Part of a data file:
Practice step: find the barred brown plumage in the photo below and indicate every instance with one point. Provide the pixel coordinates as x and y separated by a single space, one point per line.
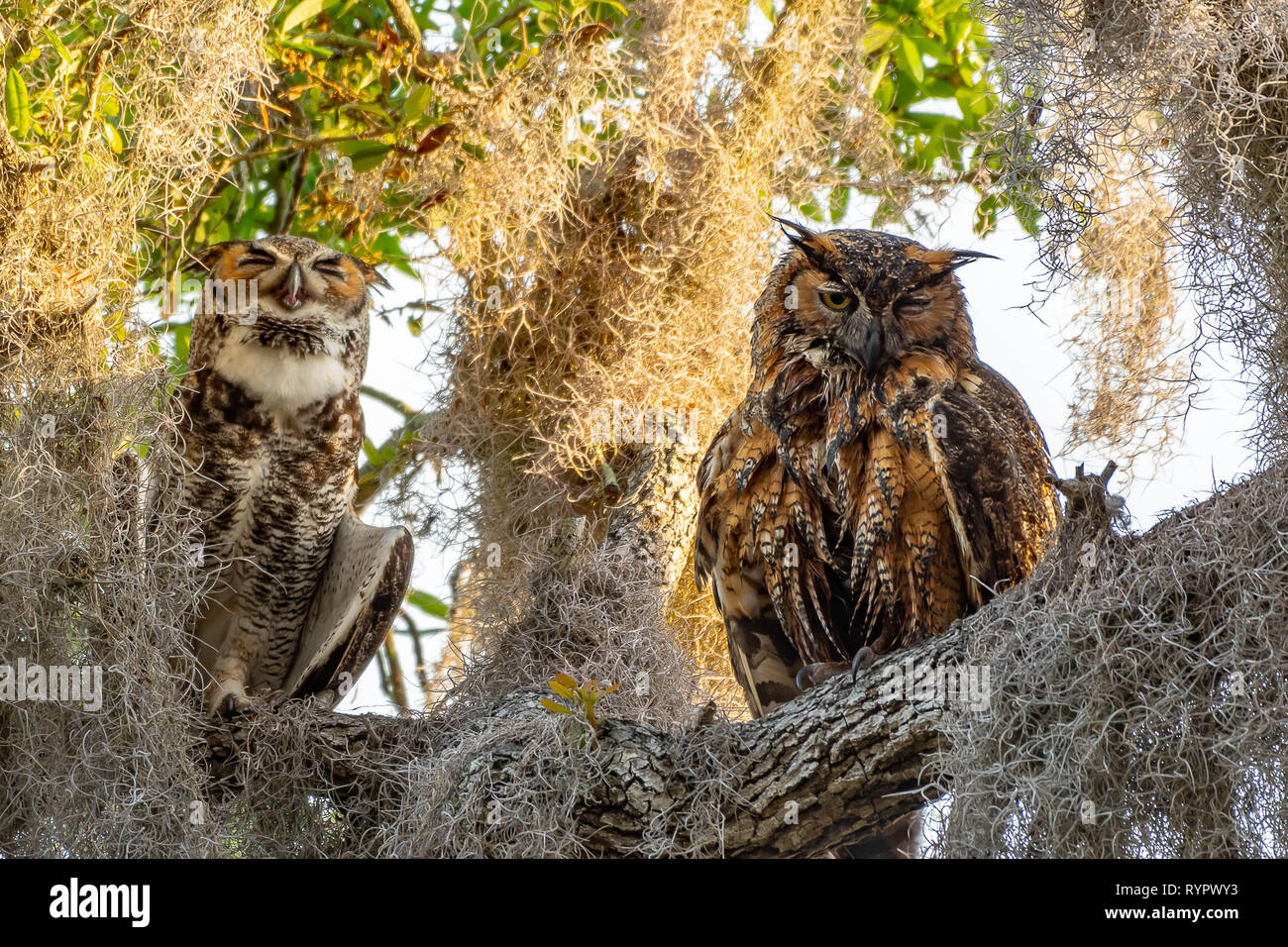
301 591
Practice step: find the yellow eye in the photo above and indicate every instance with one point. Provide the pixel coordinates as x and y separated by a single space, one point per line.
840 302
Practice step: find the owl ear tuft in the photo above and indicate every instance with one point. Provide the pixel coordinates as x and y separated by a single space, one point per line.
372 275
204 261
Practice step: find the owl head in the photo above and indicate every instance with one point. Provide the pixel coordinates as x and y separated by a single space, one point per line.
294 278
863 299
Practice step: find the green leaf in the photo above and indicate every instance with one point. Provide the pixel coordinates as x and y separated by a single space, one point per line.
114 138
58 46
430 604
877 35
417 102
304 11
16 105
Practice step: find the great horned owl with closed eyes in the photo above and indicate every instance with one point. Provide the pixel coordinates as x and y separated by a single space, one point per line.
301 591
877 480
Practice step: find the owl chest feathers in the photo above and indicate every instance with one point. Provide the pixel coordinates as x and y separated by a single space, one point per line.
274 437
832 492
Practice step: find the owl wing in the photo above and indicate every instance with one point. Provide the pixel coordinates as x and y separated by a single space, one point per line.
726 553
359 595
996 474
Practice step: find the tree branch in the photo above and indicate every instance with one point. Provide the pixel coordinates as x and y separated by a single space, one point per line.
829 767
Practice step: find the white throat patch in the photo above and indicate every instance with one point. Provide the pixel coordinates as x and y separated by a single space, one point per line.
279 377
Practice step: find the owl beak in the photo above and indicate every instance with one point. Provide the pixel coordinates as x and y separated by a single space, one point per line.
292 290
863 339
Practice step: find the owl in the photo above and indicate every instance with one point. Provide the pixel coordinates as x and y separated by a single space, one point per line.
301 592
877 480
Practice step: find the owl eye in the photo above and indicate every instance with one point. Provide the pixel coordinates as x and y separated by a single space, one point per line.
835 300
330 265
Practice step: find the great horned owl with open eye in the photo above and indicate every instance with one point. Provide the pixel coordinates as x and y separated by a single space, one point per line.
303 592
877 480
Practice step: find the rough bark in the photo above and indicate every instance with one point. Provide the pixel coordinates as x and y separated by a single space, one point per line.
831 767
835 766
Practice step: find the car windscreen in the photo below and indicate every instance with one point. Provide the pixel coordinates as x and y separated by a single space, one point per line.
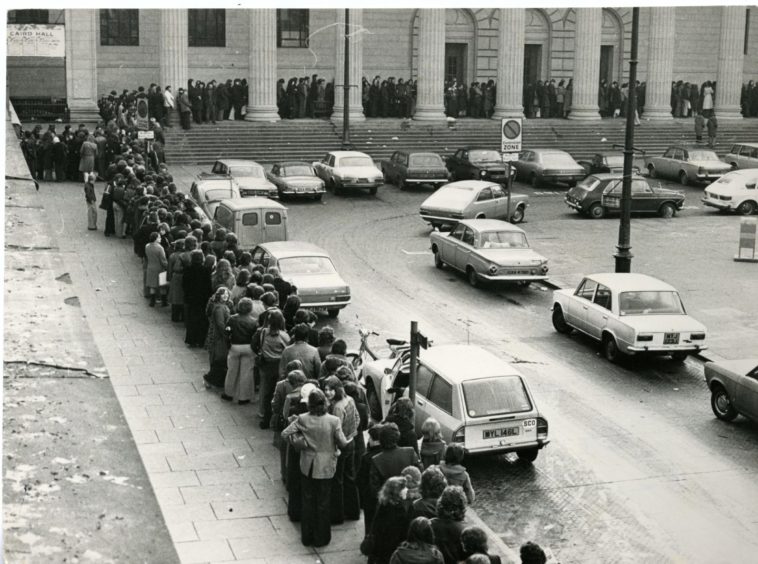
700 155
650 303
499 395
503 240
484 156
356 161
427 160
297 170
299 266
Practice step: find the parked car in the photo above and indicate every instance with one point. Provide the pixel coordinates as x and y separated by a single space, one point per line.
249 176
688 164
253 220
548 165
349 170
477 164
404 168
599 195
735 192
743 155
606 162
311 270
210 192
488 250
734 388
480 401
471 199
296 178
629 314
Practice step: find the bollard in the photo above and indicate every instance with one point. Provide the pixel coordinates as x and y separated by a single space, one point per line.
746 249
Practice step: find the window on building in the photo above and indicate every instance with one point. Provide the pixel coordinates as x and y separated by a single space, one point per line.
119 27
292 28
29 16
207 28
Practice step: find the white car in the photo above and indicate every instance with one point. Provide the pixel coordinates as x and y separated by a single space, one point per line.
735 191
349 170
480 401
629 314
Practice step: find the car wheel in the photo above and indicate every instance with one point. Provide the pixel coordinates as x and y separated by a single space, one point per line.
721 403
611 351
746 208
518 215
559 322
596 211
529 455
667 210
473 277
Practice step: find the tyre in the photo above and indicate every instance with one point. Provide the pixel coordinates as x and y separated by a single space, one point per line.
721 404
667 210
559 322
529 455
518 215
596 211
746 208
611 351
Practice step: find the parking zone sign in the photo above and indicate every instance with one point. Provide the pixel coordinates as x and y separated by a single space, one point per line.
510 135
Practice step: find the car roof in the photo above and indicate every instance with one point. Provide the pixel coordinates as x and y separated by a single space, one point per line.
458 363
630 282
251 202
283 249
490 225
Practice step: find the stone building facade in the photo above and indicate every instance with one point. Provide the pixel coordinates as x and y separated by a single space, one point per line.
116 49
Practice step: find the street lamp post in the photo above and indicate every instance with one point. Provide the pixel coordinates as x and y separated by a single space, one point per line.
623 254
346 87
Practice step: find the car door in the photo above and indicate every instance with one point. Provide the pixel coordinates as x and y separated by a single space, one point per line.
596 314
580 304
449 244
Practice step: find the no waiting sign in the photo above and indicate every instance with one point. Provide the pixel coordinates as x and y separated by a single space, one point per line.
510 135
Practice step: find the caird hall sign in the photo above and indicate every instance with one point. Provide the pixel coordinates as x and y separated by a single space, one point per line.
28 40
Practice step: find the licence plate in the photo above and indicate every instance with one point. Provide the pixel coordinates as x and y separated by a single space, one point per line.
671 338
504 432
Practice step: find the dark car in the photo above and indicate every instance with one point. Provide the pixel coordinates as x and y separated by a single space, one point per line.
606 162
477 164
600 194
405 168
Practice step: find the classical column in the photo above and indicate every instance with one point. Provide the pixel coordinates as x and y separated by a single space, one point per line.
262 66
589 25
431 65
81 65
355 63
731 57
660 63
510 68
173 46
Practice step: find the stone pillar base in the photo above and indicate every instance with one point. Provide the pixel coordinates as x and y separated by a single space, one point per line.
662 113
262 113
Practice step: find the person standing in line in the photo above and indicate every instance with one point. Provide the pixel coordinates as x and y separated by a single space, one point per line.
91 199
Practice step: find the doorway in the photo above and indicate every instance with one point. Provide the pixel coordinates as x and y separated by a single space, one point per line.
532 63
606 63
455 62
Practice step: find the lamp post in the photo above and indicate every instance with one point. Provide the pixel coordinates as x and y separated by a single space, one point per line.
346 87
623 254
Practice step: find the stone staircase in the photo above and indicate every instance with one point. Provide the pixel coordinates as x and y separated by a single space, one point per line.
308 140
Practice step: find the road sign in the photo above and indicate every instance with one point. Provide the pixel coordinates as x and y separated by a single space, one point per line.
510 135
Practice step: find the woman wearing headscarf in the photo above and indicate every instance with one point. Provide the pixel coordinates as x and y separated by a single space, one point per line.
321 436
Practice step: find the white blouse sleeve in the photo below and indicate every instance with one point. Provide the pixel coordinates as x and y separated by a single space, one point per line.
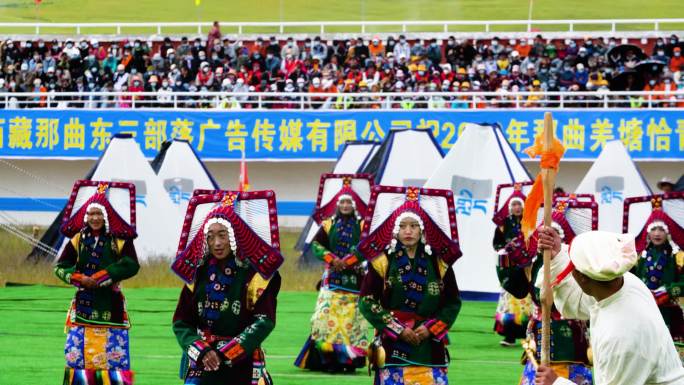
569 299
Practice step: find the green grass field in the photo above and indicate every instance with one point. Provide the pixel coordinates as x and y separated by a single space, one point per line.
32 340
349 10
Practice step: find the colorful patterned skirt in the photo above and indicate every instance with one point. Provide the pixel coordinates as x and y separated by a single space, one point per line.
97 356
411 375
339 334
578 373
512 315
252 372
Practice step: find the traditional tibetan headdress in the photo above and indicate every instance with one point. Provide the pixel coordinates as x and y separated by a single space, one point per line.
335 187
517 193
642 214
116 200
432 208
572 215
252 222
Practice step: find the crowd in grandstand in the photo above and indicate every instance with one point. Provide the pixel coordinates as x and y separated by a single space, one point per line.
358 65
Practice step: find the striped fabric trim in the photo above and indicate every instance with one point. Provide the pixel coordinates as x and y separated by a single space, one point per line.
233 351
97 377
437 328
102 278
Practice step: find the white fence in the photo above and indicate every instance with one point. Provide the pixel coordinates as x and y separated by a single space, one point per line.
343 101
612 26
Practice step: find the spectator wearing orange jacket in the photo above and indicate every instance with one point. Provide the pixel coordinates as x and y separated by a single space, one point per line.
677 61
376 48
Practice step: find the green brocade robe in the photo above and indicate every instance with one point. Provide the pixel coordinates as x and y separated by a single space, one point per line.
105 305
382 297
247 317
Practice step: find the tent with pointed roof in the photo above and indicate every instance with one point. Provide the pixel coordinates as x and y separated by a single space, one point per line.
406 158
480 160
181 172
158 227
613 178
353 157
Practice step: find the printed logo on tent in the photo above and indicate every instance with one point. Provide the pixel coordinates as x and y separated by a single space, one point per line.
179 189
414 182
140 190
610 189
471 194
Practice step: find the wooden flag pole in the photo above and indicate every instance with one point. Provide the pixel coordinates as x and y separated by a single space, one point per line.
549 181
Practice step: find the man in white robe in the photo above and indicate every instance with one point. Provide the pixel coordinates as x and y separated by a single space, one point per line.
630 342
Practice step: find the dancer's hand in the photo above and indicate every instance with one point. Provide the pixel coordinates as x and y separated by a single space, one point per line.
211 361
545 375
422 332
549 240
408 335
338 265
88 282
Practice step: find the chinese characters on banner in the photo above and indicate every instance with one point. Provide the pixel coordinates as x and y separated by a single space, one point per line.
305 135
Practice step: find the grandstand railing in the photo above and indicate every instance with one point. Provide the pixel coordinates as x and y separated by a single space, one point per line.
343 101
579 25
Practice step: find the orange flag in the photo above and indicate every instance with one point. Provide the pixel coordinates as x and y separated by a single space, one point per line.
535 198
244 178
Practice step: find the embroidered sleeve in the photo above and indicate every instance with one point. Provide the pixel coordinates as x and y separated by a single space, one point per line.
499 240
369 305
125 267
451 306
321 246
185 320
674 289
263 322
65 269
514 280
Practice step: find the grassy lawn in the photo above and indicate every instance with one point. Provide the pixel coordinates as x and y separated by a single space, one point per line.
32 340
349 10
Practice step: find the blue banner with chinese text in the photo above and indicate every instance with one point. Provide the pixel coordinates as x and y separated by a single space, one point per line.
312 135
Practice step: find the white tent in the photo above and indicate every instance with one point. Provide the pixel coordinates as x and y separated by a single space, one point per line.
354 156
480 160
612 178
405 158
181 172
157 225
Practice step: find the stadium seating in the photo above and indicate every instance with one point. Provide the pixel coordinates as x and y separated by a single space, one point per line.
367 64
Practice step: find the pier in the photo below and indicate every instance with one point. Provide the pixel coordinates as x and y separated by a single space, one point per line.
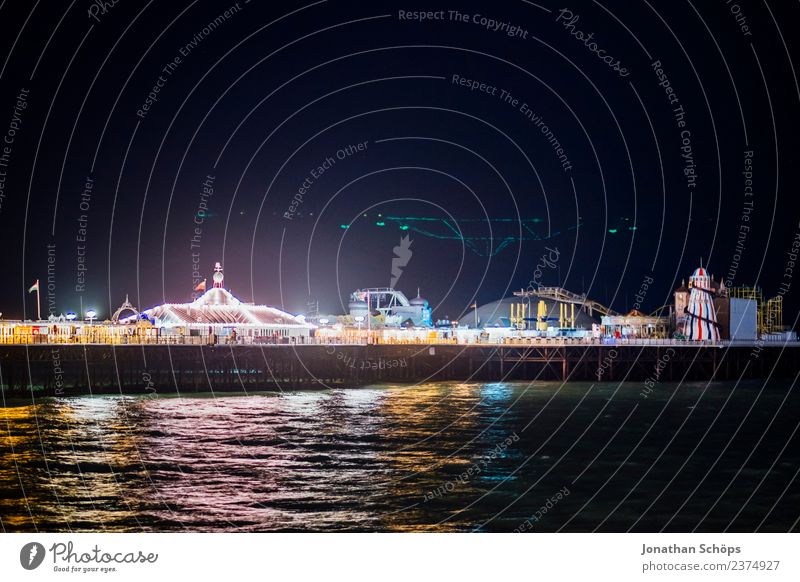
61 370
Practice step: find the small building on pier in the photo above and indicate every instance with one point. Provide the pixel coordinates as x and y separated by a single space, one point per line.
218 315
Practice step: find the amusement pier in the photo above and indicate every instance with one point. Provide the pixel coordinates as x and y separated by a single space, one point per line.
218 342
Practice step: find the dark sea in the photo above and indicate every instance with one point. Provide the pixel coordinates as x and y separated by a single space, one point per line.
502 457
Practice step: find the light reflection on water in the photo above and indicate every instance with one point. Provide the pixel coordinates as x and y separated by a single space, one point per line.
370 458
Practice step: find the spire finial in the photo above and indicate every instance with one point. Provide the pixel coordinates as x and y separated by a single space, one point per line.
218 276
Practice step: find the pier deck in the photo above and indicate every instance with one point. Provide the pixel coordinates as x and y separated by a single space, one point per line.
59 369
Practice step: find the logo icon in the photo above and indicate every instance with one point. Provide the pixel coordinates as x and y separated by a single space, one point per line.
31 555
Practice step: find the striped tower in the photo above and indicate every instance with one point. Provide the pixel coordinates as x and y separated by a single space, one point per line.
701 319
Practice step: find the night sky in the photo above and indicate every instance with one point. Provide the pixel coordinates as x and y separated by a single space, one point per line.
604 142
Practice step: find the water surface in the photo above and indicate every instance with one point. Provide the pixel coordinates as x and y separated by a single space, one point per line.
433 457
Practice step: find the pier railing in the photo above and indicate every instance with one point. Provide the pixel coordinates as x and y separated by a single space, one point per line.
210 340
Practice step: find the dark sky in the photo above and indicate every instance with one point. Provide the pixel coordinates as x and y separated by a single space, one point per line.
258 97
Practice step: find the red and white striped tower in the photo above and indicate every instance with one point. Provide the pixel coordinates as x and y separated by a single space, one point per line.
701 319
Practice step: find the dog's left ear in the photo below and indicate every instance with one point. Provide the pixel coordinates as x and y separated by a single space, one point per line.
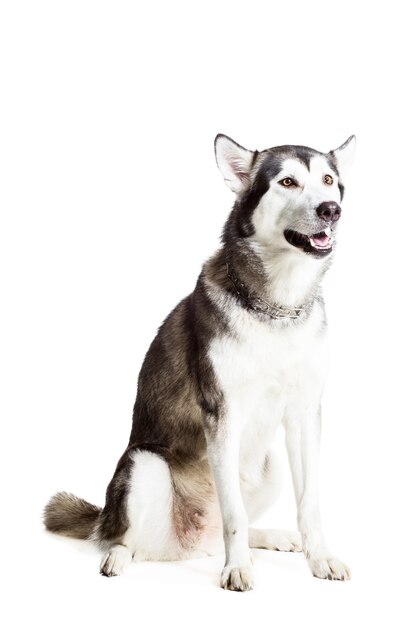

GIVEN PROBLEM: Copy the records above word for word, from the line containing "Practice step: find the pier railing" down to the end of the records. Leave the pictures out of your answer.

WRITTEN SOLUTION:
Practice step: find the pier railing in the photo above and indicate every instance with one point. Provide the pixel coordinates as x and y separated by a single space, one point per line.
210 340
Practice step: find the dark sky in the photo above and indicate every instance with one point. Provide the pixel coordinates as x and y separated by a single space, one point per line.
258 97
Practice step: find the red and white striped tower in the photo above and indicate every instance with one point. Provide the pixel coordinates as x and y separated by a single space, one point per line.
701 319
Practice step: find the dog's left ear in the photo below and indicate every instance with one point. Provide the pixel coordinates as x and y separated by a single space, one point per line.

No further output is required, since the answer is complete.